▶ What the exercise asks:
Exclude the pictures and repeat all of the data exactly.

Start of Task material

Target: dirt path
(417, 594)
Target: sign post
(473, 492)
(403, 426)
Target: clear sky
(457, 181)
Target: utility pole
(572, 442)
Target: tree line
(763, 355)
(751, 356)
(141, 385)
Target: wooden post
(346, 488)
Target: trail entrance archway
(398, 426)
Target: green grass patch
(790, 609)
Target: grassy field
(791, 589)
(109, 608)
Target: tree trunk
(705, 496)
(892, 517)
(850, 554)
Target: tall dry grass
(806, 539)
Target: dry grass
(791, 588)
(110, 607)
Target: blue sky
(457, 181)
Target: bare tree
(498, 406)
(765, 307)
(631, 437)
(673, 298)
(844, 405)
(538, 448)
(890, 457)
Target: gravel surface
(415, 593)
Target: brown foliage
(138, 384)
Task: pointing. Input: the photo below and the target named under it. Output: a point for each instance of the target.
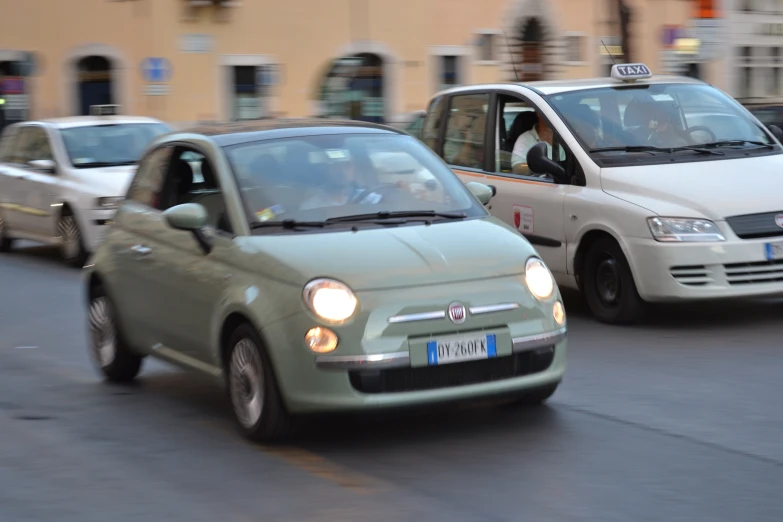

End of Task material

▶ Result:
Target: dirt path
(417, 594)
Target: sign post
(473, 492)
(403, 426)
Target: clear sky
(457, 181)
Target: utility pole
(572, 442)
Target: tree line
(763, 355)
(751, 356)
(141, 385)
Target: wooden post
(346, 488)
Target: trail entrance archway
(398, 426)
Target: green grass patch
(790, 609)
Target: grassy field
(791, 589)
(109, 608)
Target: tree trunk
(705, 496)
(892, 517)
(850, 554)
Target: tall dry grass
(806, 539)
Target: dry grass
(791, 588)
(110, 607)
Target: blue sky
(457, 181)
Target: bare tree
(498, 406)
(765, 307)
(631, 437)
(673, 298)
(844, 405)
(538, 448)
(890, 457)
Target: gravel surface
(415, 593)
Target: brown foliage
(138, 384)
Task: pointing. Input: the photo below and the target named under it. Output: a point for each instance of the target.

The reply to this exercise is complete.